Reproduce, without any alteration, the lines of the records that run from the line containing "One keypoint belongs to every instance. Tag the jersey sponsor" through the end of the records, both ends included.

Point placement records:
(begin)

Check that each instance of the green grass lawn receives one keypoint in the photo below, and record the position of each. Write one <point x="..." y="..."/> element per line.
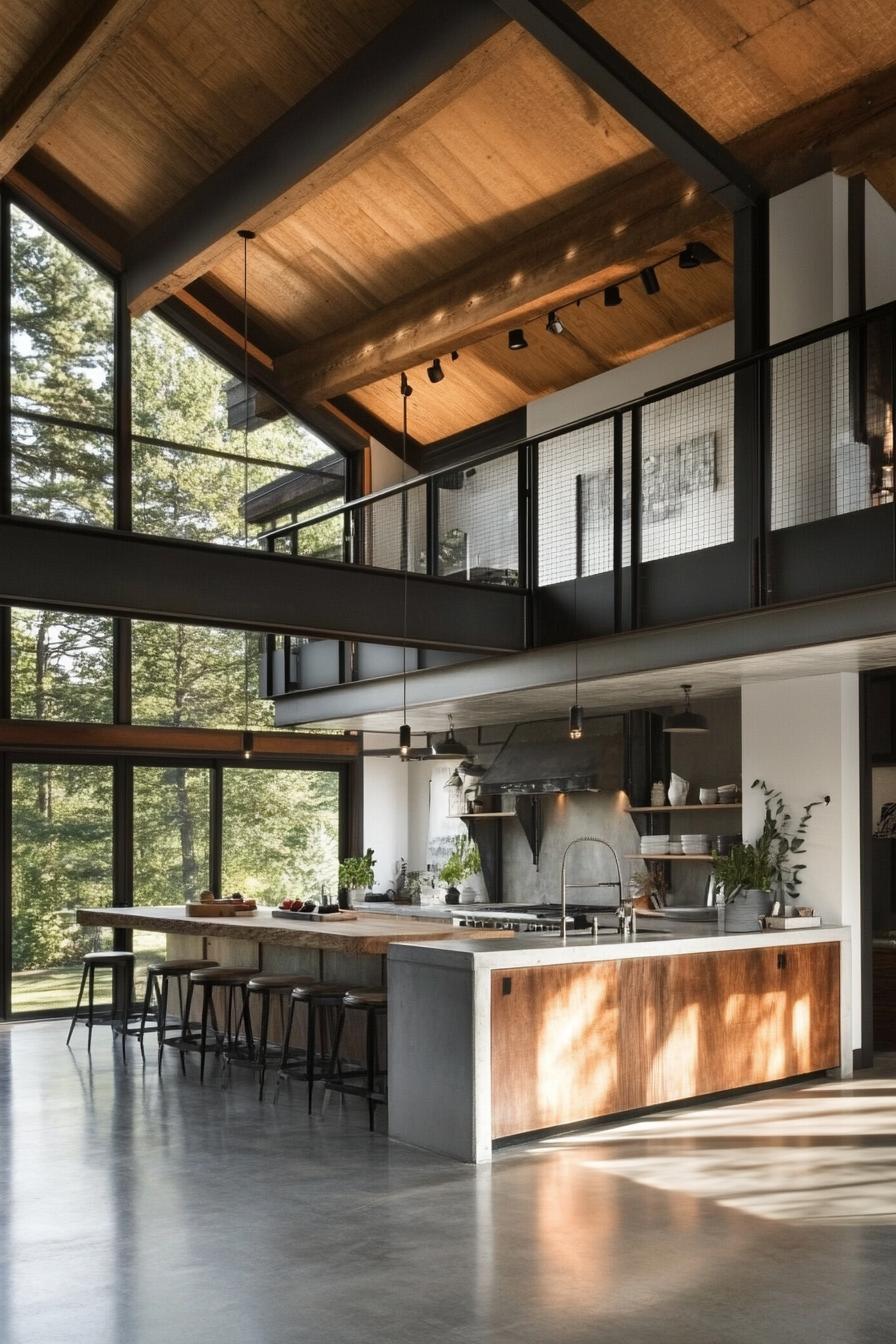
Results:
<point x="45" y="991"/>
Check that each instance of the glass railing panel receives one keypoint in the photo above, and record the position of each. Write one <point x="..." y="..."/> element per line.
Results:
<point x="478" y="522"/>
<point x="687" y="471"/>
<point x="832" y="426"/>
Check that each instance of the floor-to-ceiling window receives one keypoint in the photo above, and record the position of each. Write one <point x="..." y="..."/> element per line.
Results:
<point x="280" y="831"/>
<point x="62" y="858"/>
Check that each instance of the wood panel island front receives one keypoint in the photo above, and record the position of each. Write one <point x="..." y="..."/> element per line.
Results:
<point x="495" y="1040"/>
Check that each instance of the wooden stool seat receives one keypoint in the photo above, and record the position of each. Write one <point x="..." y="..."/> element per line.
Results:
<point x="278" y="983"/>
<point x="225" y="976"/>
<point x="122" y="979"/>
<point x="366" y="999"/>
<point x="179" y="968"/>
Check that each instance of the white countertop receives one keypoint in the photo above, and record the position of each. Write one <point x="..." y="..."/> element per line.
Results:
<point x="546" y="950"/>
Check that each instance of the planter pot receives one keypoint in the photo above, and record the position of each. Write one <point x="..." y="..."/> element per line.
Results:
<point x="746" y="911"/>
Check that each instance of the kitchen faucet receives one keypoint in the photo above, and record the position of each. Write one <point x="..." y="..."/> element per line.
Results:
<point x="576" y="886"/>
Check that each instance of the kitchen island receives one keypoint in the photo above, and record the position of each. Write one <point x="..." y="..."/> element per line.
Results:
<point x="492" y="1040"/>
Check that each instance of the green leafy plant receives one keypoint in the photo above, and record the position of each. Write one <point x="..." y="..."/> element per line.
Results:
<point x="744" y="867"/>
<point x="464" y="862"/>
<point x="782" y="840"/>
<point x="771" y="860"/>
<point x="357" y="871"/>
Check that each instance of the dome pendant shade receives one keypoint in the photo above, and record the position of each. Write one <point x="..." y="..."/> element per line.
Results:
<point x="688" y="721"/>
<point x="450" y="747"/>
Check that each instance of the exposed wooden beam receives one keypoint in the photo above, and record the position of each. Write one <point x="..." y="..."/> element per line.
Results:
<point x="90" y="738"/>
<point x="626" y="225"/>
<point x="418" y="63"/>
<point x="572" y="253"/>
<point x="57" y="71"/>
<point x="50" y="195"/>
<point x="645" y="106"/>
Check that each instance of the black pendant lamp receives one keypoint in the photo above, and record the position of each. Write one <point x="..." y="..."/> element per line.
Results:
<point x="405" y="731"/>
<point x="688" y="721"/>
<point x="450" y="749"/>
<point x="249" y="738"/>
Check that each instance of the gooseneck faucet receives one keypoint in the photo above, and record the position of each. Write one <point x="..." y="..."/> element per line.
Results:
<point x="576" y="886"/>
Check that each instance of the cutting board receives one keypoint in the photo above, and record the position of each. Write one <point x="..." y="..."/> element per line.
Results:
<point x="313" y="917"/>
<point x="216" y="909"/>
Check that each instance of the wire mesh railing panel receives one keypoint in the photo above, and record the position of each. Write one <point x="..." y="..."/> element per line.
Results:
<point x="575" y="493"/>
<point x="687" y="471"/>
<point x="478" y="512"/>
<point x="832" y="430"/>
<point x="394" y="531"/>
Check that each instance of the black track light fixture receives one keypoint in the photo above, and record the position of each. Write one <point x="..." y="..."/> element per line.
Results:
<point x="649" y="281"/>
<point x="696" y="254"/>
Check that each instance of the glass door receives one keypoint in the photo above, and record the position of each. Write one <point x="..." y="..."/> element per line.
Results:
<point x="62" y="858"/>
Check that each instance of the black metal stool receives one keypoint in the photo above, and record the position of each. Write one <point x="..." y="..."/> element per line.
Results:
<point x="374" y="1003"/>
<point x="321" y="997"/>
<point x="122" y="987"/>
<point x="159" y="975"/>
<point x="215" y="977"/>
<point x="282" y="987"/>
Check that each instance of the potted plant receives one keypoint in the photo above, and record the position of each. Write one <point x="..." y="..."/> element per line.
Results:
<point x="460" y="864"/>
<point x="356" y="874"/>
<point x="748" y="875"/>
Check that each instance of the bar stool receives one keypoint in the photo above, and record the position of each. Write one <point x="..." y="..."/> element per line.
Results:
<point x="266" y="985"/>
<point x="122" y="987"/>
<point x="159" y="975"/>
<point x="320" y="997"/>
<point x="229" y="979"/>
<point x="374" y="1004"/>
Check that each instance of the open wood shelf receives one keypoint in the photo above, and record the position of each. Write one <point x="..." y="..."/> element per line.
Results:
<point x="477" y="816"/>
<point x="670" y="858"/>
<point x="693" y="807"/>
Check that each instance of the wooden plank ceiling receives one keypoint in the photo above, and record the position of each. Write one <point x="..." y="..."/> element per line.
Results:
<point x="495" y="194"/>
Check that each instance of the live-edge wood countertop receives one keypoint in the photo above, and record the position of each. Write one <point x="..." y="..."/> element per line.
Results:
<point x="368" y="934"/>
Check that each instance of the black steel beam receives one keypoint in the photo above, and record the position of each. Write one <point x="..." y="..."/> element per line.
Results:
<point x="644" y="105"/>
<point x="422" y="43"/>
<point x="82" y="569"/>
<point x="856" y="616"/>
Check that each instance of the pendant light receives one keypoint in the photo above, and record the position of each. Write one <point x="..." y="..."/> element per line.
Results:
<point x="249" y="738"/>
<point x="688" y="721"/>
<point x="576" y="715"/>
<point x="450" y="747"/>
<point x="405" y="731"/>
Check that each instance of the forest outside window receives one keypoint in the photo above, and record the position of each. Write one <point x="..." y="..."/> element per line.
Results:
<point x="61" y="379"/>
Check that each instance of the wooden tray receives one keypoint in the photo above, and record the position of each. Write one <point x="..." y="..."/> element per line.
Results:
<point x="216" y="909"/>
<point x="313" y="917"/>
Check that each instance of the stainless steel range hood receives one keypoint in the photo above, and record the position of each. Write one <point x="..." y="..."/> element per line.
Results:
<point x="544" y="768"/>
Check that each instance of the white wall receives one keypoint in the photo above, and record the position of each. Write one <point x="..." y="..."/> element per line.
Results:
<point x="880" y="249"/>
<point x="801" y="735"/>
<point x="632" y="381"/>
<point x="808" y="257"/>
<point x="386" y="784"/>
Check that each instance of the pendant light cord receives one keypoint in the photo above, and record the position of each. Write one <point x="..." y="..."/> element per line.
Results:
<point x="246" y="235"/>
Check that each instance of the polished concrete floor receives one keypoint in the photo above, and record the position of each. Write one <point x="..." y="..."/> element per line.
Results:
<point x="135" y="1210"/>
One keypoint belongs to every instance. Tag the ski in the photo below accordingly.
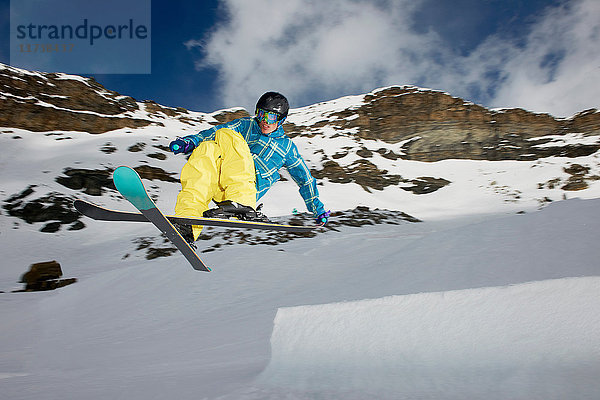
(130, 185)
(99, 213)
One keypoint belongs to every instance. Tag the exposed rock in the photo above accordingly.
(45, 276)
(48, 101)
(53, 208)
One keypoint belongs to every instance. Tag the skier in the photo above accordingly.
(236, 163)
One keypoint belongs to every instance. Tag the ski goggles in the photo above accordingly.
(269, 117)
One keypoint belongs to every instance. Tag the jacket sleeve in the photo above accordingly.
(306, 182)
(238, 125)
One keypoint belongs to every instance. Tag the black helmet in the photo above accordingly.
(274, 102)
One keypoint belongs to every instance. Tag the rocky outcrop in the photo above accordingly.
(434, 126)
(45, 276)
(42, 102)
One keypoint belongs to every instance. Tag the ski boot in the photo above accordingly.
(186, 232)
(229, 209)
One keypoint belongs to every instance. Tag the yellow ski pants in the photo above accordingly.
(218, 170)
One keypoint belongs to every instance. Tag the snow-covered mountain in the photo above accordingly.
(480, 224)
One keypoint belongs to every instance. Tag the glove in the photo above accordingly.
(182, 145)
(323, 218)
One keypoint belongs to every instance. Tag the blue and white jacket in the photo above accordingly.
(270, 153)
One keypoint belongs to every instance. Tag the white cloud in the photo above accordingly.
(315, 50)
(558, 69)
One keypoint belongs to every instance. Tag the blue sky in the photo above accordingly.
(541, 55)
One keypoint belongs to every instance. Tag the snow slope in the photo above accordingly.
(157, 329)
(476, 301)
(533, 340)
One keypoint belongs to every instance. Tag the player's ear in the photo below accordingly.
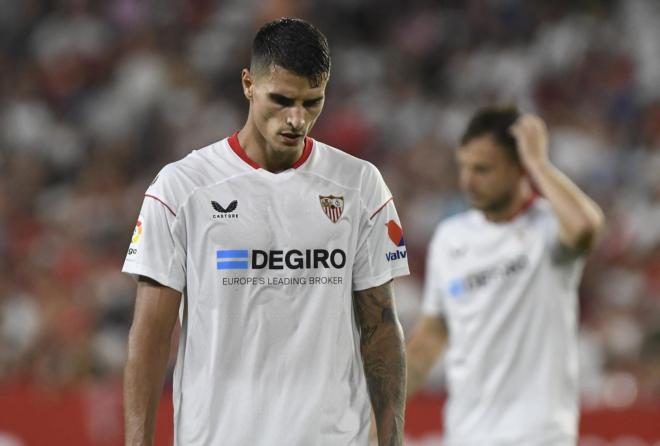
(248, 83)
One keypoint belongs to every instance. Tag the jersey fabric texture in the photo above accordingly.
(267, 264)
(508, 293)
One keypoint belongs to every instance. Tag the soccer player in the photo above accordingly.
(501, 290)
(277, 252)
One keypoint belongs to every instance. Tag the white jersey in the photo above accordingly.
(267, 263)
(508, 292)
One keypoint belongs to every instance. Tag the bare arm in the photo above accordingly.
(580, 218)
(428, 341)
(156, 311)
(383, 354)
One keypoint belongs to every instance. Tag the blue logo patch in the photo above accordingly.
(232, 258)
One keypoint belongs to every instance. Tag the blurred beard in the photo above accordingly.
(494, 205)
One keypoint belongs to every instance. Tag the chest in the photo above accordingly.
(483, 264)
(296, 213)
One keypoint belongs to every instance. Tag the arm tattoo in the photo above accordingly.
(381, 344)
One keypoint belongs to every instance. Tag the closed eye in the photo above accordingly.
(312, 102)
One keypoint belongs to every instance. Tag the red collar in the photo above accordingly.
(238, 150)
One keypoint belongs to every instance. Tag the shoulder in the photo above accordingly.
(455, 230)
(540, 213)
(176, 181)
(339, 166)
(458, 225)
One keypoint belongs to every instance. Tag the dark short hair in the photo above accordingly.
(494, 121)
(294, 45)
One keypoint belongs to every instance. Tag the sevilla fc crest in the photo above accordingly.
(332, 206)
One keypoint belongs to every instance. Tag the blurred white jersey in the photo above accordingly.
(509, 295)
(269, 350)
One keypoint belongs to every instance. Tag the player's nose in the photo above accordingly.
(296, 118)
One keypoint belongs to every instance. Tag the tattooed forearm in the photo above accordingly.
(383, 354)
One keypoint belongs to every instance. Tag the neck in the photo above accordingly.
(259, 151)
(522, 198)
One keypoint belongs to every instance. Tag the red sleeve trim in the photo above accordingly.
(381, 208)
(161, 202)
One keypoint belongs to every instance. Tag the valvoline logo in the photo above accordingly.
(395, 234)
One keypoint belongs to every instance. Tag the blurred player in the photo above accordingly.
(501, 290)
(277, 253)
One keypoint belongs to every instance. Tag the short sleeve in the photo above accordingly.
(433, 303)
(381, 253)
(157, 247)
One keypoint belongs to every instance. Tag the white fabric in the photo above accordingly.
(509, 295)
(268, 355)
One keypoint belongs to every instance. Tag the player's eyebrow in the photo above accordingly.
(287, 101)
(280, 99)
(313, 100)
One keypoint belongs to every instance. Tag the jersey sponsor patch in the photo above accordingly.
(395, 234)
(225, 212)
(458, 287)
(279, 259)
(137, 234)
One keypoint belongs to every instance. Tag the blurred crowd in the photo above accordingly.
(96, 96)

(end)

SOLUTION FOR THIS PROBLEM:
One keypoint belongs to every instance. Tag the jersey sponsor patch in the photo above accordingly.
(395, 234)
(225, 212)
(458, 287)
(279, 259)
(137, 234)
One keypoint belongs to every instance. Tag the blurred crowd in the photo above accordingly.
(96, 96)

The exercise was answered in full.